> _Task_
Look through the data below. Collect every line where the word "window" occurs.

> _Data to use_

-- Opening Marker --

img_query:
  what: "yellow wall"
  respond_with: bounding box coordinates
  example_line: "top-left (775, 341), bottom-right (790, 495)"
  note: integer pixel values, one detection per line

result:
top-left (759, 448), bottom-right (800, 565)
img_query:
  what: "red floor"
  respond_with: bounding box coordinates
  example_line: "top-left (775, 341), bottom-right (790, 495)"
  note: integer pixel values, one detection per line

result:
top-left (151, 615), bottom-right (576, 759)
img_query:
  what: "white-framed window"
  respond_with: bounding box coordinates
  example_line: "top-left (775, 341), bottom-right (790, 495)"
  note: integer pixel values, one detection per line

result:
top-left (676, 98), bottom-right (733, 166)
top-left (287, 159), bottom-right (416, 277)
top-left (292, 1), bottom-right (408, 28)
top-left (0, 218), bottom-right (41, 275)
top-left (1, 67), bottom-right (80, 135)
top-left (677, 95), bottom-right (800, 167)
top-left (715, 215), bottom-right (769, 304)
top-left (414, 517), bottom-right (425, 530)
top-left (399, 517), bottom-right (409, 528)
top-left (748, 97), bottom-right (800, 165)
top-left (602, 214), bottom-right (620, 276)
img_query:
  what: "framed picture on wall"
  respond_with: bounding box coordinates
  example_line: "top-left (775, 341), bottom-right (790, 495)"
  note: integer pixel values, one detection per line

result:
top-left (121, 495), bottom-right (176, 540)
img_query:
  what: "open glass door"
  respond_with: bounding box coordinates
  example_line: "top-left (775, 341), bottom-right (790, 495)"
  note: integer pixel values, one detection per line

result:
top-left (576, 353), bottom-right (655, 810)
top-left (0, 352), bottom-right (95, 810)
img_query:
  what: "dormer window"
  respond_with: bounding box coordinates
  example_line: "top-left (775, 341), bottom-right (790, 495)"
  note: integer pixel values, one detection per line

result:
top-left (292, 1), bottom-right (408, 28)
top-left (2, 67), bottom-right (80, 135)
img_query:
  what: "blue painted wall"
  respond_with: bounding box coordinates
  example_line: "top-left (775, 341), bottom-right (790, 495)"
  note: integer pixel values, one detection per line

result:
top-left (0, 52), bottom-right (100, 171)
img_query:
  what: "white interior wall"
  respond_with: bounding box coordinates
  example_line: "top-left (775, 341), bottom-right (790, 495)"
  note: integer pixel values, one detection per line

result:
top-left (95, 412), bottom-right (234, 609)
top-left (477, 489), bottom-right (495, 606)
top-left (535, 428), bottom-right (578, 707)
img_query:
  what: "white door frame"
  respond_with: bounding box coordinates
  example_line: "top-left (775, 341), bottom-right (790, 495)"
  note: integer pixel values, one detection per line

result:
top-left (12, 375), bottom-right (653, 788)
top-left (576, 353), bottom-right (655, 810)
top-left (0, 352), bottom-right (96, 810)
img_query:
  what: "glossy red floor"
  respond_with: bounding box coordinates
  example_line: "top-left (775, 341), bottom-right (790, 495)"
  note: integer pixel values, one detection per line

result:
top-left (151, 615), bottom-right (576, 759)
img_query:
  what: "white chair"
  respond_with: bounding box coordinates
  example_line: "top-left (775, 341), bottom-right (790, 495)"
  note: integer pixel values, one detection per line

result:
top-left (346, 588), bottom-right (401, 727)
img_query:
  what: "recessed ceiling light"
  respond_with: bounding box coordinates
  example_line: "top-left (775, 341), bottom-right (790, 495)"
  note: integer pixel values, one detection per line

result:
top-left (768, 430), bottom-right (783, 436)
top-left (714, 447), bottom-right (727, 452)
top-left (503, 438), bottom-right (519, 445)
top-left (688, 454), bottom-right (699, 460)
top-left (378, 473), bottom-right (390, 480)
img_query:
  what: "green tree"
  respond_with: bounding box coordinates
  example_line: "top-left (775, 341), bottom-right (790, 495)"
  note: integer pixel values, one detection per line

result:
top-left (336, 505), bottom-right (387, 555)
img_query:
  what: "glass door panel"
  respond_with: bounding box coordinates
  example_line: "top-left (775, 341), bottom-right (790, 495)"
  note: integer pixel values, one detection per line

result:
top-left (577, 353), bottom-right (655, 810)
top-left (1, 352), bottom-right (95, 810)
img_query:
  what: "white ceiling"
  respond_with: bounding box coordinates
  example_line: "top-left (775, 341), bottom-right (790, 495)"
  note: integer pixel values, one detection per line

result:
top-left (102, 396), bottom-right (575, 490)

-- Closing Marker --

> _Output for this task_
  what: "white-framed window"
  what: "dormer window"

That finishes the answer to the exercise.